▸ Enunciado escrito 1
Consegue reproduzir, sem qualquer alteração, os registos que vão desde a linha que contém "Record the location of each instance of the metal" até ao fim dos registos, incluindo ambas as extremidades?

▸ Texto de leitura
++++
Os indicadores económicos começam a alinhar-se para que haja mais construção e reabilitação de casas em Portugal: a inflação está a estabilizar e os juros estão a descer. Agora, resta criar condições fiscais e legislativas adicionais para estimular a oferta de mais de casas no país, “o que passa, obrigatoriamente, pela redução dos impostos incidentes sobre a construção e o imobiliário, bem como pela melhoria de alguns aspetos do simplex urbanístico”, segundo defende Manuel Reis Campos, presidente da Associação dos Industriais da Construção Civil e Obras Públicas (AICCOPN). Em entrevista ao idealista/news, o responsável aponta que também está em falta a disponibilização de imóveis públicos, “o que representa um adiamento na resposta à crescente procura por habitação”.

Há várias medidas do programa Construir Portugal que já entraram em vigor, como a isenção do IMT e do Imposto de Selo para jovens que compram a sua primeira casa e a garantia pública no crédito habitação também para jovens. Mas estas medidas têm sobretudo estimulado a procura de casas no país, que já está alta, o que acaba por acelerar ainda mais os preços. Importa, assim, “criar condições para concretizar uma vaga de construção e reabilitação que permita aumentar de forma significativa a oferta de habitação em Portugal”, argumenta Manuel Reis Campos.
++++
▸ Dados fornecidos

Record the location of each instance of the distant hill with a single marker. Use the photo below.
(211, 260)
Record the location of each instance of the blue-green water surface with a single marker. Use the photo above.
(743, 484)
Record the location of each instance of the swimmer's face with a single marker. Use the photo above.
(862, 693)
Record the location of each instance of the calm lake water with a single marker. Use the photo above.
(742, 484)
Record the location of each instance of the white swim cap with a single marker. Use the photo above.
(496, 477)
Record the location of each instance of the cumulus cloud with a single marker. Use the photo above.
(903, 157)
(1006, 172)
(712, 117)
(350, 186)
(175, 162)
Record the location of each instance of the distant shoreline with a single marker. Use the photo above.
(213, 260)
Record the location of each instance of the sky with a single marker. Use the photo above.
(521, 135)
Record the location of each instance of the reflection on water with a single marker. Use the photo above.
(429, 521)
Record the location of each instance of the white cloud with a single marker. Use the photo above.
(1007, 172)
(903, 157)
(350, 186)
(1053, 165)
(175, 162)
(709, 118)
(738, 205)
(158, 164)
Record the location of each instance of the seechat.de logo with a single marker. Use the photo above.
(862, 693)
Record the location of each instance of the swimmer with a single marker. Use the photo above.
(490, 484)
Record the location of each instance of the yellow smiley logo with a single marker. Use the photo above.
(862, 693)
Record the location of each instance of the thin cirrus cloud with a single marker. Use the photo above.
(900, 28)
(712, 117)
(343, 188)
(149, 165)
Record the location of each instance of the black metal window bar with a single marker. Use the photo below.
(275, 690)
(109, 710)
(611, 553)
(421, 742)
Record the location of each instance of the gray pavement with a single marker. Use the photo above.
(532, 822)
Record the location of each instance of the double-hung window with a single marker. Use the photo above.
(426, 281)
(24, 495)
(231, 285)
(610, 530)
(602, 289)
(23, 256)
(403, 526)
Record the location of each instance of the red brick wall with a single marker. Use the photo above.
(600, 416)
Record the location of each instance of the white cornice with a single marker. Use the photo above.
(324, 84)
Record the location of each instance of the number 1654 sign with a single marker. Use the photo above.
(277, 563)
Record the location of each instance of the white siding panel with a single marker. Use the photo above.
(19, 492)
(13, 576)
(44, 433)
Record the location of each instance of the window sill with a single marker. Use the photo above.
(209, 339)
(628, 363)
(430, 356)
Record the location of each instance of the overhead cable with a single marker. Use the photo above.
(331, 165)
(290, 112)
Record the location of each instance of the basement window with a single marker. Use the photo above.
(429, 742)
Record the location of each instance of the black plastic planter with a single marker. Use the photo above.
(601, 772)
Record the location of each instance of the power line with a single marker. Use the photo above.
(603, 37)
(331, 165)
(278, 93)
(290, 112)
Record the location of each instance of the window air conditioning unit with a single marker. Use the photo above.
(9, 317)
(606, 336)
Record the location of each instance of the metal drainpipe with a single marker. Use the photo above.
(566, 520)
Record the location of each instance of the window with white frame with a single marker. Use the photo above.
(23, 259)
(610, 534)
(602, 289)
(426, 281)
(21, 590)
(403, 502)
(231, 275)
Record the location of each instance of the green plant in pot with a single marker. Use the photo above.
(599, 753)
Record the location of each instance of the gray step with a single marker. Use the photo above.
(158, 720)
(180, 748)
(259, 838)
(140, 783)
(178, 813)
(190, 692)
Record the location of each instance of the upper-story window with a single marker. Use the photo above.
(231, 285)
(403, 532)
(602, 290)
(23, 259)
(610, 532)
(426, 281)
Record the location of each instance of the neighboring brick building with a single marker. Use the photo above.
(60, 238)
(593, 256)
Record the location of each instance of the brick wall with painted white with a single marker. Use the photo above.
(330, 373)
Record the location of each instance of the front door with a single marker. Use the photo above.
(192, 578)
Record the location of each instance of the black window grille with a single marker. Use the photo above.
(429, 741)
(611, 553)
++++
▸ Enunciado escrito 2
Pode transcrever fielmente o trecho do texto sobre a construção de habitação em Portugal que vai de "Há várias medidas" a "Manuel Reis Campos.", inclusive?

▸ Resolução do problema 1
Record the location of each instance of the metal drainpipe with a single marker. Use the photo above.
(566, 520)
Record the location of each instance of the window with white frame with a single marker. Use the photo above.
(23, 259)
(610, 534)
(602, 289)
(426, 281)
(21, 590)
(403, 502)
(231, 275)
Record the location of each instance of the green plant in pot with a single marker. Use the photo above.
(599, 753)
Record the location of each instance of the gray step with a single marker. Use the photo above.
(158, 720)
(180, 748)
(259, 838)
(140, 783)
(178, 813)
(190, 692)
Record the location of each instance of the upper-story window with a single marker. Use the photo above.
(231, 285)
(403, 532)
(602, 290)
(23, 259)
(610, 532)
(426, 281)
Record the location of each instance of the neighboring brick building with a single marker. Use the photo above.
(60, 238)
(593, 256)
Record the location of each instance of the brick wall with painted white with a single marker. Use the photo above.
(330, 373)
Record the location of each instance of the front door with a single marker. Use the photo above.
(192, 578)
Record the location of each instance of the black window grille with a single marker. Use the photo above.
(429, 741)
(611, 553)

▸ Resolução do problema 2
Há várias medidas do programa Construir Portugal que já entraram em vigor, como a isenção do IMT e do Imposto de Selo para jovens que compram a sua primeira casa e a garantia pública no crédito habitação também para jovens. Mas estas medidas têm sobretudo estimulado a procura de casas no país, que já está alta, o que acaba por acelerar ainda mais os preços. Importa, assim, “criar condições para concretizar uma vaga de construção e reabilitação que permita aumentar de forma significativa a oferta de habitação em Portugal”, argumenta Manuel Reis Campos.